Please show each line of the material that contains the word "objects". Case counts.

> [Materials provided]:
☆ ☆ ☆ ☆ ☆

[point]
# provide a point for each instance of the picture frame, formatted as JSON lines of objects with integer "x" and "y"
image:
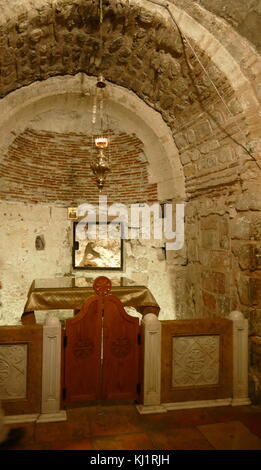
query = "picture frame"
{"x": 97, "y": 252}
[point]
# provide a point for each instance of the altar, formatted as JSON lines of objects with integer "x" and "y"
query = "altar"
{"x": 71, "y": 292}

☆ ☆ ☆ ☆ ☆

> [Solution to the exercise]:
# provide a point for each instance of the picture frame, formatted as JSON lines of objects with integer "x" and "y"
# provide a point for each instance of the altar, formatted as JSON lines of objects with integer "x" and "y"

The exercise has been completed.